/Fourteen variants of concern identified in region

Fourteen variants of concern identified in region

By Sue Tiffin

Fourteen variants of concern have been identified in COVID-19 cases in the region, that number more than doubling last week from five last Monday to 12 on Friday, and 14 by Monday. The cases are located in Northumberland County and City of Kawartha Lakes, identified as the N501Y variant, and were acquired outside the region, according to the Haliburton, Kawartha, Pine Ridge district health unit.

Dr. Ian Gemmill, acting medical officer of health, spoke to the topic and provided the most updated numbers at that point on Feb. 24 at his regularly-scheduled weekly press conference. At that time, he mentioned five new variants of concern in addition to the three prior cases, but later in the afternoon an additional case had been added. Three more were identified in the health unit’s Friday epidemiological report, an additional two in the March 1 report.

“The situation with VOCs can change quickly,” he said in comments shared by the health unit an hour after the press conference.
“The source of all of these VOCs are tied to contacts with others outside the HKPRDHU region,” Gemmill said in comments. “The nine VOCs involve three clusters and a single case … and in all these situations, these local VOCs are well under control as the people involved are isolating and limiting their contacts.”

In last week’s meeting, Gemmill said he did not have at that time the information about where the cases were located, nor which strain had been identified.
When it was noted by a reporter that people are concerned and want further information, Gemmill said:
“We need to assume that coronavirus is everywhere,” he said. “We need to assume that the variants could pop up anywhere. So far, they’ve all had the acquisition outside of our area, which means it’s not being transmitted in [the HKPR region]. I agree there’s a public interest in knowing which county it’s in, we’ll get that for you, but I think that people need to behave as though they could be exposed to this at any point. I think that’s a message I have to keep repeating, repeating, repeating, because it’s so key to the preventative measures.”

On Feb. 9, the region’s first identified variant of concern was reported. That case was linked to a resident in Port Hope, and later at a Feb. 17 press conference, Gemmill said two of that resident’s household contacts were also identified as having variant cases of COVID-19, noting that those individuals had been isolating.

Records from a dataset:

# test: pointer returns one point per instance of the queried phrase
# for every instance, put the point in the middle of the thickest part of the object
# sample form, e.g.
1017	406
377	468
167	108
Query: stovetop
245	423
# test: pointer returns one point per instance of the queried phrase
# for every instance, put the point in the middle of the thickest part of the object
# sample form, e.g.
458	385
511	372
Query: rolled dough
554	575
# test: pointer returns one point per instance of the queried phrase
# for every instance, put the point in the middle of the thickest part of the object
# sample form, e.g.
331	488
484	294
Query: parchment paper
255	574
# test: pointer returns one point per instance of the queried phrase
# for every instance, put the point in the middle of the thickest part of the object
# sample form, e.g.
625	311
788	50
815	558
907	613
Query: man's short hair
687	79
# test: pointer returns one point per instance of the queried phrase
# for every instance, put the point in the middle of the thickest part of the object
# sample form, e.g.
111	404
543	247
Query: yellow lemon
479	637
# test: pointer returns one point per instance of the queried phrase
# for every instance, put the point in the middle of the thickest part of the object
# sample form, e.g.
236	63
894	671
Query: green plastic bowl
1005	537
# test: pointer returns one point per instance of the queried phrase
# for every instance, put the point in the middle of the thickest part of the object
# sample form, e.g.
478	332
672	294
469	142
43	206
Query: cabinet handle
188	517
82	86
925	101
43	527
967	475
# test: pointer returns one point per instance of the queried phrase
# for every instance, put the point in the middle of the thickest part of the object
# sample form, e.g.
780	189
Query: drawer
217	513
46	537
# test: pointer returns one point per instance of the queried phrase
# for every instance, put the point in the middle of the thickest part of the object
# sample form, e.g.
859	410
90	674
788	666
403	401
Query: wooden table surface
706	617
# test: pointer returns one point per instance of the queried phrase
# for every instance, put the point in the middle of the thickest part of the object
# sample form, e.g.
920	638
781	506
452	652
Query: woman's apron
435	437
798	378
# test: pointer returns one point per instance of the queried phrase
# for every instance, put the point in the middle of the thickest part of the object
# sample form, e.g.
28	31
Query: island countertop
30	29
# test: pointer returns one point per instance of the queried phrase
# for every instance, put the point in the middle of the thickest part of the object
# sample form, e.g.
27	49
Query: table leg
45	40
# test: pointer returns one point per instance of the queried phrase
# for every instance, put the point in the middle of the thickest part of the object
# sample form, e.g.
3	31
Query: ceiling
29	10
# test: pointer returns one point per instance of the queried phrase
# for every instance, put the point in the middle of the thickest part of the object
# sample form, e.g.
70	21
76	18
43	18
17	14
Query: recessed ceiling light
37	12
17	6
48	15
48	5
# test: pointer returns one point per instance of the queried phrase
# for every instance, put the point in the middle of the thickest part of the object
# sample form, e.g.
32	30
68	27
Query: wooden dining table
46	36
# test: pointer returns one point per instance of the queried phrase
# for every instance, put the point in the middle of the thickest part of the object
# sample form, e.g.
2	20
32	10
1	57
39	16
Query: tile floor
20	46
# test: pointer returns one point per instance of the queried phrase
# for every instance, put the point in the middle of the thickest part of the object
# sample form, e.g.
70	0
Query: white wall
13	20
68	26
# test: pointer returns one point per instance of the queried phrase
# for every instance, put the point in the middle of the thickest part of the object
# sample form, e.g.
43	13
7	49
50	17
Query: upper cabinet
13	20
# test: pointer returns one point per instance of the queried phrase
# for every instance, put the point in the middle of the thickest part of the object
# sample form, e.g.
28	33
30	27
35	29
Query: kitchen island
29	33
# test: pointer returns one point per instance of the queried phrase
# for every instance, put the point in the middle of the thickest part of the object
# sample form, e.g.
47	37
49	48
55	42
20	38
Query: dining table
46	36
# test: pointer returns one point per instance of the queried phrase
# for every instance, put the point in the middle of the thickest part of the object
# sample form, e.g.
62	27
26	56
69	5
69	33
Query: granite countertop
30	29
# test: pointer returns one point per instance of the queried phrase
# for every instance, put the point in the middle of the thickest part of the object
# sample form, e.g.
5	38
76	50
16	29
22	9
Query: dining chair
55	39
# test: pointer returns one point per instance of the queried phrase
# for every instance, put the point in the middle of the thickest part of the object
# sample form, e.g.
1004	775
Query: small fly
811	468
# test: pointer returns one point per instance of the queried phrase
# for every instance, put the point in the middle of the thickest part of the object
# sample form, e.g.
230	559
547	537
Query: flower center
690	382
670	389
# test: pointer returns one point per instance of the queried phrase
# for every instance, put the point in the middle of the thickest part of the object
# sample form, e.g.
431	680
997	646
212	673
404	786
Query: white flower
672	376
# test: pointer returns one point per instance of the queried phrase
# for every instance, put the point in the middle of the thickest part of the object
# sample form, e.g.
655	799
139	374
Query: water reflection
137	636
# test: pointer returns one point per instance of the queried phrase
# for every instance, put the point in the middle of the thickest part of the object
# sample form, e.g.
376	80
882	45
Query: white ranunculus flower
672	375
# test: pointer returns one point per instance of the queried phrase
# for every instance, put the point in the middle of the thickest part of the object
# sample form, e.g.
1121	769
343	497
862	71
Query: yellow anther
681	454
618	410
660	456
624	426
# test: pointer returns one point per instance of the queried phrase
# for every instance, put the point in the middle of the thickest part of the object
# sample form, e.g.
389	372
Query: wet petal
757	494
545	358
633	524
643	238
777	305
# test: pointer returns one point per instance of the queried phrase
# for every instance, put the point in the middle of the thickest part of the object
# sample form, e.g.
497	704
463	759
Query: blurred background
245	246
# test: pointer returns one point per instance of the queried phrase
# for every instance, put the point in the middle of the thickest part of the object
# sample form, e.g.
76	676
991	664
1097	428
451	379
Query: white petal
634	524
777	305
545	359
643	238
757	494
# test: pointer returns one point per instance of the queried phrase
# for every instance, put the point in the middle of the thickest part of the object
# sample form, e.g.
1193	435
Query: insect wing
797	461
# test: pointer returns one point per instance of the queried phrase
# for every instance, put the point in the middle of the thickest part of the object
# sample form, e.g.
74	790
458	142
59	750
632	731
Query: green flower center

Apply what you read:
a. Translate this sentence from the article on variants of concern into Spanish: "On Feb. 9, the region's first identified variant of concern was reported."
b. Please list every calendar date, given as month and day, that the article on variants of concern mentions.
c. Carry on the article about variants of concern in the region from its final sentence, keeping its news style.

Solved problems:
a. El 9 de febrero se informó de la primera variante de preocupación identificada en la región.

b. Feb. 24, March 1, Feb. 9, Feb. 17

c.
“This is a controlled situation,” said Gemmill at that time. “Since they’ve all been quarantined, I’m not worried particularly about these cases.”
Across Ontario, Gemmill said at the Feb. 17 press conference, the proportion of positive cases constituted by the variants of concern are rising, and he was hearing “worrisome chatter” about it being identified in other parts of Ontario.
“We have been affected, but in a very minor way, but this is becoming a big issue across the province of Ontario,” he said.

The variants are more transmissible than the original virus, and can amplify cases because of the ease in which they spread, which has led to speculation about a potential third wave and lockdown to protect hospital capacity.
“Anything is possible, but I’ll be completely forthright with you, the way this variant is behaving, the one [identified in] the U.K. primarily, I’m not sure we’re going to have control of it, so it could theoretically replace the original virus and become the dominant one, and then it’s going to be a lot more difficult to control,” said Gemmill.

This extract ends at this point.